▶ _Given problem_
Can you rewrite the lines below, changing every "I need" to "Give me" and leaving everything else untouched?

▶ _Input rows_

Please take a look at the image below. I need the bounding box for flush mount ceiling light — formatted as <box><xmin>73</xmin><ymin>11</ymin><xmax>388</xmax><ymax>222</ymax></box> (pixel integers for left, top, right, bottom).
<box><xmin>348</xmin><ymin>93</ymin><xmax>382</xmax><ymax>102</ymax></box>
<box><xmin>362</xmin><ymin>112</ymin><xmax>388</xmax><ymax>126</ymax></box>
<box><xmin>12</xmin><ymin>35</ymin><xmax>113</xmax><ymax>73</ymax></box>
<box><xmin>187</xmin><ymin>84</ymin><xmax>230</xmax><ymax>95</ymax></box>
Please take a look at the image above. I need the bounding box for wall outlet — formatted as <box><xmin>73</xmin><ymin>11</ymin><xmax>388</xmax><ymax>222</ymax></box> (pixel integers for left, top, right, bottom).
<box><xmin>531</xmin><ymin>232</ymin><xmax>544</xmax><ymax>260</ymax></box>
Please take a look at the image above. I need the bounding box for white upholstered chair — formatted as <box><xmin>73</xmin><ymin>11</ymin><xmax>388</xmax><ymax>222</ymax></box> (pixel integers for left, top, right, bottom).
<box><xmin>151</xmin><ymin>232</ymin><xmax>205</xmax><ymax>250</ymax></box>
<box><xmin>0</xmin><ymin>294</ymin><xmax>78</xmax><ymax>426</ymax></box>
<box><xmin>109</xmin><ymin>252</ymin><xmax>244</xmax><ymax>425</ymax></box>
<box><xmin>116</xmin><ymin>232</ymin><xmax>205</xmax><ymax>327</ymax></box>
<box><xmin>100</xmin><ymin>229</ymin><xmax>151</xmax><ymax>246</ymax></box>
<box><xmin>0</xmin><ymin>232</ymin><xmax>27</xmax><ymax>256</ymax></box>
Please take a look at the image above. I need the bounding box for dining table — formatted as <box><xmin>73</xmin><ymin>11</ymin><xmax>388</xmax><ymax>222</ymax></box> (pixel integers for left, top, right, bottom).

▶ _Response to this exercise_
Please take a look at the image below. Give me the bounding box for flush mount ceiling light — formatted as <box><xmin>73</xmin><ymin>11</ymin><xmax>388</xmax><ymax>222</ymax></box> (pixel integers for left, top, right, bottom).
<box><xmin>348</xmin><ymin>93</ymin><xmax>382</xmax><ymax>102</ymax></box>
<box><xmin>362</xmin><ymin>112</ymin><xmax>388</xmax><ymax>126</ymax></box>
<box><xmin>12</xmin><ymin>35</ymin><xmax>113</xmax><ymax>73</ymax></box>
<box><xmin>187</xmin><ymin>84</ymin><xmax>230</xmax><ymax>95</ymax></box>
Please take a look at the image above. Give me the bounding box for wall outlet — formatted as <box><xmin>73</xmin><ymin>11</ymin><xmax>388</xmax><ymax>222</ymax></box> (pixel integers for left, top, right, bottom).
<box><xmin>531</xmin><ymin>232</ymin><xmax>544</xmax><ymax>260</ymax></box>
Please take a look at the image above. Give me the bounding box for white upholstered chair — formatted as <box><xmin>73</xmin><ymin>11</ymin><xmax>388</xmax><ymax>222</ymax></box> (pixel integers for left, top, right, bottom).
<box><xmin>151</xmin><ymin>232</ymin><xmax>205</xmax><ymax>250</ymax></box>
<box><xmin>0</xmin><ymin>294</ymin><xmax>78</xmax><ymax>426</ymax></box>
<box><xmin>109</xmin><ymin>252</ymin><xmax>244</xmax><ymax>425</ymax></box>
<box><xmin>116</xmin><ymin>232</ymin><xmax>205</xmax><ymax>327</ymax></box>
<box><xmin>100</xmin><ymin>229</ymin><xmax>151</xmax><ymax>246</ymax></box>
<box><xmin>0</xmin><ymin>232</ymin><xmax>27</xmax><ymax>256</ymax></box>
Please take a look at the image above. Give me the bounding box for dining table — formatted as <box><xmin>73</xmin><ymin>11</ymin><xmax>388</xmax><ymax>222</ymax></box> (pixel integers for left, top, right, bottom).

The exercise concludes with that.